§ **PROMPT 1**
According to the Form 8-K, what is Microsoft Corporation's Commission File Number?

Form 8-K

 

UNITED STATES

SECURITIES AND EXCHANGE COMMISSION

WASHINGTON, DC 20549

 


 

FORM 8-K

 

CURRENT REPORT

Pursuant to Section 13 or 15(d) of the Securities Exchange Act of 1934

 

Date of report (Date of earliest event reported): September 9, 2004

 


 

Microsoft Corporation

(Exact Name of Registrant as Specified in Its Charter)

 

Washington   0-14278   91-1144442

(State or Other Jurisdiction

of Incorporation)

  (Commission File Number)  

(IRS Employer

Identification No.)

 

One Microsoft Way, Redmond, Washington   98052-6399
(Address of Principal Executive Offices)   (Zip Code)

 

(425) 882-8080

(Registrant’s Telephone Number, Including Area Code)

 

N/A

(Former Name or Former Address, if Changed Since Last Report)

 

Check the appropriate box below if the Form 8-K filing is intended to simultaneously satisfy the filing obligation of the registrant under any of the following provisions (see General Instruction A.2. below):

 

¨ Written communications pursuant to Rule 425 under the Securities Act (17 CFR 230.425)

§ **PROMPT 2**
Print the listing lines from the line with "Objective — a point for each instance of the white beard" to the line with "Objective — a point for each instance of the mustache", including both of those lines, and nothing else.

§ **DATA PROVIDED**
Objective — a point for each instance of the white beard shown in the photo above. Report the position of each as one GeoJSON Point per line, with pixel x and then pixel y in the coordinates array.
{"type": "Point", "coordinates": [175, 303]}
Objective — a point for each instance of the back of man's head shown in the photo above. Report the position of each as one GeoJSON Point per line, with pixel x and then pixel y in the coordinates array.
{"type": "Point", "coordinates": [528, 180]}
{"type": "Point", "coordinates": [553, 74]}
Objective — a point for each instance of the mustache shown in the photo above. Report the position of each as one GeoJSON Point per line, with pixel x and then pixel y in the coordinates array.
---
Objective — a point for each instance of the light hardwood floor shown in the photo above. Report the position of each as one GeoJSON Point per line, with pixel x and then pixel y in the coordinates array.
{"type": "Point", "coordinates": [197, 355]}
==
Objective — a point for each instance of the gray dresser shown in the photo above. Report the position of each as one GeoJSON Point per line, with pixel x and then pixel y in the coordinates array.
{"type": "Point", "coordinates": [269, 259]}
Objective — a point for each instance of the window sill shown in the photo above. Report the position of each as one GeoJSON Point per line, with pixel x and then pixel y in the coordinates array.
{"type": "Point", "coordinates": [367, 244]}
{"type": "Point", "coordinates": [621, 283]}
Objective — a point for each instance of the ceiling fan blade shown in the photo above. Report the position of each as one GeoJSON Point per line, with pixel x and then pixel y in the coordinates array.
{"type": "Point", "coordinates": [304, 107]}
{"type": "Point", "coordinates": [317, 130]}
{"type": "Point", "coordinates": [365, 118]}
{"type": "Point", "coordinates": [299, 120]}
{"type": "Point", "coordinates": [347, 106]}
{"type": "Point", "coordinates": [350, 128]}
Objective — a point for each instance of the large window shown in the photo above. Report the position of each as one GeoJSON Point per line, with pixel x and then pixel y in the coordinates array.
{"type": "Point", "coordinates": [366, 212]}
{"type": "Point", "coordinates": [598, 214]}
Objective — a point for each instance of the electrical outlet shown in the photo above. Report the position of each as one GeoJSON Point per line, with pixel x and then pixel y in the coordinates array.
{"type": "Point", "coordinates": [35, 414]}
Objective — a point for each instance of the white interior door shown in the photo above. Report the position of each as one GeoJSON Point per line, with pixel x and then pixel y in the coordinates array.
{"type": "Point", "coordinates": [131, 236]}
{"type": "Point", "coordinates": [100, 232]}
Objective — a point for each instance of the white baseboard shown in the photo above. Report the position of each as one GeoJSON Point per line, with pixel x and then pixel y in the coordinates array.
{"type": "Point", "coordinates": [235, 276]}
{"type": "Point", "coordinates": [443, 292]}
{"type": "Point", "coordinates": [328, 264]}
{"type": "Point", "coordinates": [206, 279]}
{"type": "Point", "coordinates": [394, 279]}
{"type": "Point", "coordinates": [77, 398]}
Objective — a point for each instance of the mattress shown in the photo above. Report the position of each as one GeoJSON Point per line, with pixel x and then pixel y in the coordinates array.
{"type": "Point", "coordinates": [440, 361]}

§ **WORKED SOLUTION 1**
0-14278

§ **WORKED SOLUTION 2**
Objective — a point for each instance of the white beard shown in the photo above. Report the position of each as one GeoJSON Point per line, with pixel x and then pixel y in the coordinates array.
{"type": "Point", "coordinates": [175, 303]}
Objective — a point for each instance of the back of man's head shown in the photo above. Report the position of each as one GeoJSON Point per line, with pixel x and then pixel y in the coordinates array.
{"type": "Point", "coordinates": [528, 180]}
{"type": "Point", "coordinates": [553, 74]}
Objective — a point for each instance of the mustache shown in the photo above. Report the position of each as one GeoJSON Point per line, with pixel x and then pixel y in the coordinates array.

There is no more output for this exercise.